### Source data
(begin)

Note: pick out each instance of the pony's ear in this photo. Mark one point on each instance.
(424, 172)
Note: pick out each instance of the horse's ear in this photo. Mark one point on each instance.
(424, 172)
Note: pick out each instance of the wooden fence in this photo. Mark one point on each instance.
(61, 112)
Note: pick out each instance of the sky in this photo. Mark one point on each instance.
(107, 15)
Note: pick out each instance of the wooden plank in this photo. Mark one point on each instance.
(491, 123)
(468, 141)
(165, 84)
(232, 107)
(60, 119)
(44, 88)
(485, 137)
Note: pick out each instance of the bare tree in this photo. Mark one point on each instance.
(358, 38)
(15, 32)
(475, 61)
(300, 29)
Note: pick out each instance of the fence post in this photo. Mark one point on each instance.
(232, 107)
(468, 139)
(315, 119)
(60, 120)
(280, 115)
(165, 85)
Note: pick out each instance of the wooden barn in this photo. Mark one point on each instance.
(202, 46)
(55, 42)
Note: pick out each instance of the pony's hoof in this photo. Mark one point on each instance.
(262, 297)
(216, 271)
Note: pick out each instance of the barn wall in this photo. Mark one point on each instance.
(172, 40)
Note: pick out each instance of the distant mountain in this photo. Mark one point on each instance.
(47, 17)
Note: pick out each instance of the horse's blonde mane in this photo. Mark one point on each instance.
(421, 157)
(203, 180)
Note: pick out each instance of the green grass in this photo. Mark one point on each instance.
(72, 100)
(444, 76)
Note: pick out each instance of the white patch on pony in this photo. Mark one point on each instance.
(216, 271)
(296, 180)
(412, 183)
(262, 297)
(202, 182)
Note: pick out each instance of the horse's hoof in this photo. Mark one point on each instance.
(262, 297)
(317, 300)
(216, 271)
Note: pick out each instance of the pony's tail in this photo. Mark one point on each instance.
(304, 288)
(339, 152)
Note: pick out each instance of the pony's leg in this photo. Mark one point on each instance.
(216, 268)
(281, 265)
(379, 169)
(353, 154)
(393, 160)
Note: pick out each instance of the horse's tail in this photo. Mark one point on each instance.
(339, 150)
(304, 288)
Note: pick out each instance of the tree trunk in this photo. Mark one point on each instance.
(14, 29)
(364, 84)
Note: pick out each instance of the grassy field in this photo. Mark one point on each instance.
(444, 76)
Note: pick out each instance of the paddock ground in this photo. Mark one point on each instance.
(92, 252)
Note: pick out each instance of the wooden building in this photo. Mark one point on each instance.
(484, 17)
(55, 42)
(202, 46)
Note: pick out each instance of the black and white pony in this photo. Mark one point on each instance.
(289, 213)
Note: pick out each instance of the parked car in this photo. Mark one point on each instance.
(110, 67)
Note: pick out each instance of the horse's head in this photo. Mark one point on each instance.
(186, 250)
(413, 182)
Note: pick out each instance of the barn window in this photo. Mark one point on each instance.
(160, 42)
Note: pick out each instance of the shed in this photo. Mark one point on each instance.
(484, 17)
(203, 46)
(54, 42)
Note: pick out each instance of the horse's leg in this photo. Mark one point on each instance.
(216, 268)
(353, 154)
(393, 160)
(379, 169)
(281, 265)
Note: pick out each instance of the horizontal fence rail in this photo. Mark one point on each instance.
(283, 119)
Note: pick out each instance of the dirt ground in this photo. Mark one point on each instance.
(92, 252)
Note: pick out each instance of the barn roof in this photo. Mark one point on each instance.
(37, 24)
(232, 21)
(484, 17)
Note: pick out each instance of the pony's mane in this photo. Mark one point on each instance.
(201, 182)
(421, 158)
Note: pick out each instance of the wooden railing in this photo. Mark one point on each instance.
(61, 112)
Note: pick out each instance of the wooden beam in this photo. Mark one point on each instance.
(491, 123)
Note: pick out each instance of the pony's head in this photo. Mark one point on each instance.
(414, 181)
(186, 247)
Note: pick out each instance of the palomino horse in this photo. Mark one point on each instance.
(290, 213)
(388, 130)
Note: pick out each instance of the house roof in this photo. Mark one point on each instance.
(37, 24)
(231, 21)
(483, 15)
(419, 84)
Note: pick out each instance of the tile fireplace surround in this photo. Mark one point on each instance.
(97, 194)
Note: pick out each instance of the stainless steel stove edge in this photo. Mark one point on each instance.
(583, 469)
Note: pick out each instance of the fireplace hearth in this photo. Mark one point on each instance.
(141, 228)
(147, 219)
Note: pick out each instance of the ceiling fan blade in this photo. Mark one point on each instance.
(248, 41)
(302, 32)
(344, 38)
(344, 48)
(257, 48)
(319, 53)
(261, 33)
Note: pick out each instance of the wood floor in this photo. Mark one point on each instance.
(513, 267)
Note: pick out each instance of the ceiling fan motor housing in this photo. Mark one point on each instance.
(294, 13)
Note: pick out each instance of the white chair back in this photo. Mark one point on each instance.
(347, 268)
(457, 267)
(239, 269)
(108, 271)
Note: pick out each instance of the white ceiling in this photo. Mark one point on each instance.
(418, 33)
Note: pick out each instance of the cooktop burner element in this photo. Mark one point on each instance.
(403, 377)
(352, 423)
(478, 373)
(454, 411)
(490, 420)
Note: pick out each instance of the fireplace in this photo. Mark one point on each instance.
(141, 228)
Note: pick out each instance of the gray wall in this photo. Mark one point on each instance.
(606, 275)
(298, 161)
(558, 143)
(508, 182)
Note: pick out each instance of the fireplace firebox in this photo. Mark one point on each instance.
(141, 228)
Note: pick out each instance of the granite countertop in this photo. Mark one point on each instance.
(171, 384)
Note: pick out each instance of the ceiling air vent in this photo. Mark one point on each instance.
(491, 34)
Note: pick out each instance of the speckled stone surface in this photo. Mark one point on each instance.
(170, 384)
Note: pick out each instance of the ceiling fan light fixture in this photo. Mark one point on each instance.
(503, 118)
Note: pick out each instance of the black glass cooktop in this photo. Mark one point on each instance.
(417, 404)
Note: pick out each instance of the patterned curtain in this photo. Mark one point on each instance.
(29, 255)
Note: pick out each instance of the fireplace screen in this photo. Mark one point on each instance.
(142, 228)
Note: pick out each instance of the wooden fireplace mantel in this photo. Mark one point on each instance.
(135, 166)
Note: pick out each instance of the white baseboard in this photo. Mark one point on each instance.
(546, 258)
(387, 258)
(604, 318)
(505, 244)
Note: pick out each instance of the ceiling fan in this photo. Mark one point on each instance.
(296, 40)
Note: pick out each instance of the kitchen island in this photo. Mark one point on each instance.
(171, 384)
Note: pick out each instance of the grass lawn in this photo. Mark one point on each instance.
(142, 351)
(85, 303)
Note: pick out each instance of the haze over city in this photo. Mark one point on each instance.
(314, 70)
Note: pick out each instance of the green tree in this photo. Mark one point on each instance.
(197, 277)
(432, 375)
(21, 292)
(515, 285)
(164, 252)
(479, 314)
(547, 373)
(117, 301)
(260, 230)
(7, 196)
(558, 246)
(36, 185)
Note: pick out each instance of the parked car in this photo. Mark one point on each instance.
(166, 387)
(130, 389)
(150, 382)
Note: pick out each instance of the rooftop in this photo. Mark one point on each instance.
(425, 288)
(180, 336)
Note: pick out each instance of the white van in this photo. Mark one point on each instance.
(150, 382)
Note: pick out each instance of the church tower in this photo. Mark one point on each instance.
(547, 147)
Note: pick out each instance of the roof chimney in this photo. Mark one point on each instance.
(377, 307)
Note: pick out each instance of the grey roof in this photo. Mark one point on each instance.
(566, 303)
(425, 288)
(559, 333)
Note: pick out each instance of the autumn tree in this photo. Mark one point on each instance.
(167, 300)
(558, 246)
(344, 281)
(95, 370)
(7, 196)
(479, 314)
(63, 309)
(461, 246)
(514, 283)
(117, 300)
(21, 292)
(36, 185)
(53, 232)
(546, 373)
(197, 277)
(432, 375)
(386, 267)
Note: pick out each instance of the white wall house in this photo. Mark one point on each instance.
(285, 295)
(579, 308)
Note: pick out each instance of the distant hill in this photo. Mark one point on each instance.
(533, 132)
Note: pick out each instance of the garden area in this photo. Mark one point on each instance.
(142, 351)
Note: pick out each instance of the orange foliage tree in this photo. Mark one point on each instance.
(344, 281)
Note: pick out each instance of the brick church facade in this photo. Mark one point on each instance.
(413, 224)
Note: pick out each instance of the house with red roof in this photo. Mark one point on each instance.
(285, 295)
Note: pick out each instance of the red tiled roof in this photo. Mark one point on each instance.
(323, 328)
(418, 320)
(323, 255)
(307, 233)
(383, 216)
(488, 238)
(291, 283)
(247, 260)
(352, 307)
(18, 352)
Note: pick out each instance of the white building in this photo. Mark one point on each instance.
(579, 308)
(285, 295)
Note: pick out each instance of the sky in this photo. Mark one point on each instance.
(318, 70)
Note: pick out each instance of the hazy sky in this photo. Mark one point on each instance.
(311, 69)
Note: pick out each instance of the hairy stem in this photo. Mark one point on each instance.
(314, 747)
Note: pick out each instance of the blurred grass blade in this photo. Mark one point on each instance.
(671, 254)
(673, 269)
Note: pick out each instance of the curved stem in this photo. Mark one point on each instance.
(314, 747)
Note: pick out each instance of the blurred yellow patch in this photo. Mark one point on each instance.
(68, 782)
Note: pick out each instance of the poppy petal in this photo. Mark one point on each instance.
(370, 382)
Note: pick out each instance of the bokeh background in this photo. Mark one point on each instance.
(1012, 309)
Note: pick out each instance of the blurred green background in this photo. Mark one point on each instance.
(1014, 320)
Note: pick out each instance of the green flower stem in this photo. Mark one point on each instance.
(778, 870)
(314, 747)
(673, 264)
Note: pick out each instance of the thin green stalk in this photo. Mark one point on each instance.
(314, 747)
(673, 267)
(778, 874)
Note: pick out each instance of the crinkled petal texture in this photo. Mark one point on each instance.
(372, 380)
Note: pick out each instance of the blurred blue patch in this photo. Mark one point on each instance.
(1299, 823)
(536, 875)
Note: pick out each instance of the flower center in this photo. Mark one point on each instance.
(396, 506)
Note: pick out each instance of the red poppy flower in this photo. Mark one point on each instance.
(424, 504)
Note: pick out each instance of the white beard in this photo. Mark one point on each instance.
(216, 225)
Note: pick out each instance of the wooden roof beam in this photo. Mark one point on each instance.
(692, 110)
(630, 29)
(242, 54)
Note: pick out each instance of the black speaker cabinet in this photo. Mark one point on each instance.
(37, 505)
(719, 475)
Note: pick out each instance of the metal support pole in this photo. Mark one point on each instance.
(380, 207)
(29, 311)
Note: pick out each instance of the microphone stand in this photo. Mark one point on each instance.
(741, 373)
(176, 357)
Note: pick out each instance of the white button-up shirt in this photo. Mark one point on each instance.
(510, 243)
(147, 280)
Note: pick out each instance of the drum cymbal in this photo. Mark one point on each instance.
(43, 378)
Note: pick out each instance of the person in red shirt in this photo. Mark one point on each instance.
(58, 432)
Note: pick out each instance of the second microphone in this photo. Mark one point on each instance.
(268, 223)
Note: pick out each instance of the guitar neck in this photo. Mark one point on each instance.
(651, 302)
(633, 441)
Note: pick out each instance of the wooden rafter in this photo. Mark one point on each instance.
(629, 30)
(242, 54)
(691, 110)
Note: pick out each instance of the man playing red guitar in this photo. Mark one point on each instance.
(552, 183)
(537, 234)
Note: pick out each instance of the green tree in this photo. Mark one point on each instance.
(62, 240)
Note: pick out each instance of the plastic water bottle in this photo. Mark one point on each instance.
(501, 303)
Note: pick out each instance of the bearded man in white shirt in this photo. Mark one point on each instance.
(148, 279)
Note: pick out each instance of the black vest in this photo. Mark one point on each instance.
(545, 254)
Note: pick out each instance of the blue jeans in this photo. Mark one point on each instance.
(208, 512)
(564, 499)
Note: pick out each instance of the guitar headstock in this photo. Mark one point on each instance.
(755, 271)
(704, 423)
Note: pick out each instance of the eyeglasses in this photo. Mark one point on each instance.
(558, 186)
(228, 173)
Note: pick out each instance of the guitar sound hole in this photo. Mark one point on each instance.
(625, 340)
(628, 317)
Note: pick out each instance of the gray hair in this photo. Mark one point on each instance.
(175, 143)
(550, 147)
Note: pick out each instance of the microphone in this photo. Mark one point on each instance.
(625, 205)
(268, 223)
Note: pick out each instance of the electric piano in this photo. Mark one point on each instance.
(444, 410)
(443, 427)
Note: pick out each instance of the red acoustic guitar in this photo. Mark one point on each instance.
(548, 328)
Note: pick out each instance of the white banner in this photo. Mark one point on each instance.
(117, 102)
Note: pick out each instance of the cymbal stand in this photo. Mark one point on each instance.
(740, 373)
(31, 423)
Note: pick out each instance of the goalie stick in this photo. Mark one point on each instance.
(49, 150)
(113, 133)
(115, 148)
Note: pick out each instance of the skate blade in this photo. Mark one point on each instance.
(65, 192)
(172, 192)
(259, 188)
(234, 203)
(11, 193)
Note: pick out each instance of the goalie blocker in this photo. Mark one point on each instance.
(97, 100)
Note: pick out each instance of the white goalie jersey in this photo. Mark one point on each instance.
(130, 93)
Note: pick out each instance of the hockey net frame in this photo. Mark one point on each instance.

(end)

### Written task
Give back the lines above exactly, from the one with "Note: pick out each instance of the eyeglasses" through the last line.

### Task solution
Note: pick out each instance of the eyeglasses in this photo. Mark one point on each instance.
(558, 186)
(228, 173)
Note: pick out each instance of the guitar sound hole in this photo. Mark one point on each instance.
(625, 340)
(628, 317)
Note: pick out each instance of the gray hair in this photo. Mark one point on each instance.
(175, 143)
(550, 147)
Note: pick out each instance of the microphone in this photo. Mark one point on each instance.
(625, 205)
(268, 223)
Note: pick out each instance of the electric piano in this photo. Mark one point on each instance.
(444, 410)
(443, 427)
Note: pick out each instance of the red acoustic guitar in this photo. Mark one point on each instance.
(548, 328)
Note: pick out each instance of the white banner in this photo. Mark one point on each instance.
(117, 102)
Note: pick out each instance of the cymbal stand in this photo. Mark one point on each instance.
(740, 373)
(31, 423)
Note: pick out each instance of the goalie stick in this photo. Mark one point on each instance.
(49, 150)
(113, 133)
(115, 148)
Note: pick out each instance of the skate blade in this photo. Mark one point on each instance.
(65, 192)
(172, 192)
(259, 188)
(234, 203)
(11, 193)
Note: pick out each instance of the goalie blocker in this photo. Mark one point on each instance.
(97, 100)
Note: pick out each instance of the white goalie jersey in this photo. Mark one point on each instance.
(130, 93)
Note: pick out each instance of the hockey net frame in this photo. Mark one point on each instance.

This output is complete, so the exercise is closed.